• _Material for the task_
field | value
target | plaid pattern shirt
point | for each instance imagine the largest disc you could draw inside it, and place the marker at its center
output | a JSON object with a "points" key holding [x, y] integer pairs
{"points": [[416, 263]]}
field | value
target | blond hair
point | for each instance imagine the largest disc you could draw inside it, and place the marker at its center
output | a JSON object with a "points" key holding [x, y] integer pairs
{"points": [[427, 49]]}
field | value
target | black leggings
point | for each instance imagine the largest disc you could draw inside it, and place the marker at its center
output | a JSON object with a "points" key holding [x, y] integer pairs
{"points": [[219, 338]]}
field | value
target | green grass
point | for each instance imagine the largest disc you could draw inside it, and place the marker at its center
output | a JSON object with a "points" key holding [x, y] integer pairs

• _Exercise brief_
Rescale the listing above by reproducing every line in full, requests included, with each x and y point coordinate in the answers multiplied by 0.4 and rounded to the nearest whole number (halves round up). Keep all other text unchanged.

• _Final result_
field | value
target | plaid pattern shirt
point | for each instance imagine the largest disc you could draw inside it, and place the marker at its center
output | a JSON object with a "points" key holding [x, y] integer pairs
{"points": [[166, 105]]}
field | value
target | blond hair
point | for each instance imagine the largest disc you could draw inside it, and place the marker at its center
output | a JSON object with a "points" key holding [x, y] integer pairs
{"points": [[171, 20]]}
field | value
target | black leggings
point | for each instance imagine the largest disc you could draw inside it, and place the marker at its center
output | a JSON object with a "points" key holding [x, y] integer pairs
{"points": [[88, 135]]}
field | value
target | green grass
point | for each instance imagine the largest disc you could draw inside it, and place the marker at its center
output | a JSON object with a "points" key holding [x, y] integer pairs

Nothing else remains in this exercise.